_PAGE EXCERPT_:
- - -

Local ’06 Hotel Transactions Lagged San Francisco, the Bay Area
April 16th, 2007 - Category: Hotel, Real EstateWhile San Diego was considered the hottest hotel market in the country during the last couple of years, with many major properties changing hands, including the iconic Hotel del Coronado, the county is apparently losing that reputation to the northern part of the state.
In 2006, San Diego saw 33 transactions, an 8 percent decline from the year before, according to Alan Reay, whose Irvine-based hotel brokerage firm, Atlas Hospitality Group, publishes annual and semiannual reports on property starts and sales.
The total dollar volume declined 37 percent to $805 million, but that drop can be attributed to the fact that no 2006 sale matched the $745 million paid for the Del in 2005, Reay said. Nonetheless, the median price per room increased 6 percent to $98,718 in 2006. Throughout the state, 390 hotels sold for $5.14 billion, up 13 percent from the year before, and the median per room was $77,273, up 8 percent.
Northern California saw a 21 percent increase in sales, comparing 179 last year with 148 in 2005. San Francisco logged 27 transactions totaling $1.3 billion. In fact, San Francisco boasts the biggest single sale statewide — the 1,195-room Westin St. Francis, which went for $440 million.
The highlight of the report, Reay said, was the big jump in median price per hotel room in Northern California. San Francisco led the way with a 37 percent increase; Alameda County followed with an increase of 29 percent; Sacramento was up 28 percent; and Santa Clara County, up 21 percent.

- - -

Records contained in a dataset
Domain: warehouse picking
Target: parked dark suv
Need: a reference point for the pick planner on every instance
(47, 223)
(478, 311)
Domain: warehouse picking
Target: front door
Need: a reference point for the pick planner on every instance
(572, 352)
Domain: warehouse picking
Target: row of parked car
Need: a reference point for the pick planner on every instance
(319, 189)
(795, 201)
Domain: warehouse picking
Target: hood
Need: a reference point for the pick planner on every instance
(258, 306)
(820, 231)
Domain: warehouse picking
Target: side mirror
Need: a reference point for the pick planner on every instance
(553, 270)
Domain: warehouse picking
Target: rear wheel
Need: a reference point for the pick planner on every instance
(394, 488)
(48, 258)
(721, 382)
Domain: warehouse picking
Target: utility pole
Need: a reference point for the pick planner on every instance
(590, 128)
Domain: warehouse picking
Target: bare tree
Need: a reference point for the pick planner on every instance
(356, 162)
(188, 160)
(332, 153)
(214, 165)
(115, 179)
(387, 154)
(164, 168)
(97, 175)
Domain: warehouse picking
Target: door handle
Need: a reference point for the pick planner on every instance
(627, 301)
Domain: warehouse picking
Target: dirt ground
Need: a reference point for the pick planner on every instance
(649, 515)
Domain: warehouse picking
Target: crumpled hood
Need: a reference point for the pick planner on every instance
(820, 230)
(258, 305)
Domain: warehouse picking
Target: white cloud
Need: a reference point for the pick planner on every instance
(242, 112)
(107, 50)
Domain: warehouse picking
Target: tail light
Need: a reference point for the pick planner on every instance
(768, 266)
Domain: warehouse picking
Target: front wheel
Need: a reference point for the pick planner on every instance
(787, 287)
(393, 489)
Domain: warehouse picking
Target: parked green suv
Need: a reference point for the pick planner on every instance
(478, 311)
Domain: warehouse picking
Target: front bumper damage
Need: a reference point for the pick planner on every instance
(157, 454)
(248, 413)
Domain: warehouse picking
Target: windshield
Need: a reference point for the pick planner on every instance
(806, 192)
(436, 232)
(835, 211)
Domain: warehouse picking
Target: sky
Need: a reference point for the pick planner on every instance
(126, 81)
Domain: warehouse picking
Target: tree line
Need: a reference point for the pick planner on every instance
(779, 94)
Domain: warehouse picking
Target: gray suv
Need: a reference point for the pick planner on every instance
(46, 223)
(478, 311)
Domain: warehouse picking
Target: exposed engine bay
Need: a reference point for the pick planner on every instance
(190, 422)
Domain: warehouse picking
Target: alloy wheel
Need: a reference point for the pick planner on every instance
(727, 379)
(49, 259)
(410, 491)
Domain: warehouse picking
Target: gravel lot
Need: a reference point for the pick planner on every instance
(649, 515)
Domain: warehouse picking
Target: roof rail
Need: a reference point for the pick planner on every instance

- - -

_QUESTIONS TO ANSWER_:
• a. Swap "total dollar volume" for "total sales volume" in the hotel transactions report, and reproduce everything from "In 2006, San" down to "up 8 percent.".
• b. According to the hotel transactions report, which property was the biggest single hotel sale statewide, and what price did it bring?

_TASK ANSWERS_:
• a.
In 2006, San Diego saw 33 transactions, an 8 percent decline from the year before, according to Alan Reay, whose Irvine-based hotel brokerage firm, Atlas Hospitality Group, publishes annual and semiannual reports on property starts and sales.
The total sales volume declined 37 percent to $805 million, but that drop can be attributed to the fact that no 2006 sale matched the $745 million paid for the Del in 2005, Reay said. Nonetheless, the median price per room increased 6 percent to $98,718 in 2006. Throughout the state, 390 hotels sold for $5.14 billion, up 13 percent from the year before, and the median per room was $77,273, up 8 percent.

• b. The 1,195-room Westin St. Francis in San Francisco, which sold for $440 million.